→ Exercise aim
Go over the entries below line by line, copying each one that contains the word "field".
--------------------
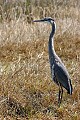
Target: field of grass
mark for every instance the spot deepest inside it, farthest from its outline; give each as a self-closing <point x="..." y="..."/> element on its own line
<point x="27" y="91"/>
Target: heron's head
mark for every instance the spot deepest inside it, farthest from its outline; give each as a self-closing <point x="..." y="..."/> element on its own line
<point x="46" y="19"/>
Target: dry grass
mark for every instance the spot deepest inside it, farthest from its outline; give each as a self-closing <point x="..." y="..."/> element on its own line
<point x="26" y="88"/>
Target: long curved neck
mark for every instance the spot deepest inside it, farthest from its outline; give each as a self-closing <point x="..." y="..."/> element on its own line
<point x="51" y="42"/>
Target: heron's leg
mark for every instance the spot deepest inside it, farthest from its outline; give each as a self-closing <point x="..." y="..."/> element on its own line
<point x="60" y="95"/>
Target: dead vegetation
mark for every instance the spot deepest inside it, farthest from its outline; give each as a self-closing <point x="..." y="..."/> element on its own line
<point x="26" y="88"/>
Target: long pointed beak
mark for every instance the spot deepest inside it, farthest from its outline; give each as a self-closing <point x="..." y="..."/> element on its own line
<point x="38" y="20"/>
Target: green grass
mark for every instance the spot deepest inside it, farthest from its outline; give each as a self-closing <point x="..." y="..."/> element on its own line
<point x="26" y="88"/>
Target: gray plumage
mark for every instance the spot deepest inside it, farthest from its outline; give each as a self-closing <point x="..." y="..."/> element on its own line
<point x="59" y="72"/>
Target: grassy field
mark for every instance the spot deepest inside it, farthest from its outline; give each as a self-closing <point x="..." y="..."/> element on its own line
<point x="27" y="91"/>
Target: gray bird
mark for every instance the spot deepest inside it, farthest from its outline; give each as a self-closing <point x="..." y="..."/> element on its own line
<point x="59" y="72"/>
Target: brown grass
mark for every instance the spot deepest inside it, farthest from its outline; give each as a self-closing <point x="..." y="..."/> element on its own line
<point x="26" y="88"/>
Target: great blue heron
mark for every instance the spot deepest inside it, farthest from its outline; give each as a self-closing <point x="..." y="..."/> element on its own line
<point x="59" y="72"/>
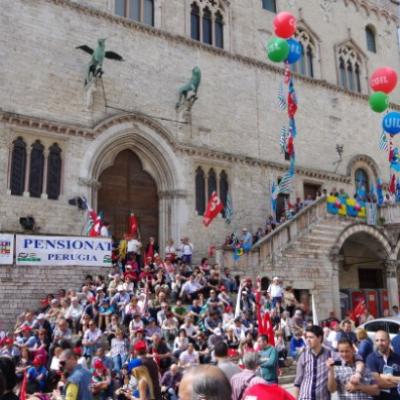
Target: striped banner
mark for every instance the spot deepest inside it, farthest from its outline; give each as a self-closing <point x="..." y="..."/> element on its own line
<point x="281" y="98"/>
<point x="228" y="209"/>
<point x="383" y="142"/>
<point x="283" y="139"/>
<point x="285" y="185"/>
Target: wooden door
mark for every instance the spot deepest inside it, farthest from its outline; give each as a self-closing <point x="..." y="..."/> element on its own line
<point x="126" y="188"/>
--------------------
→ Result of the exercise
Target: field of grass
Target: grassy field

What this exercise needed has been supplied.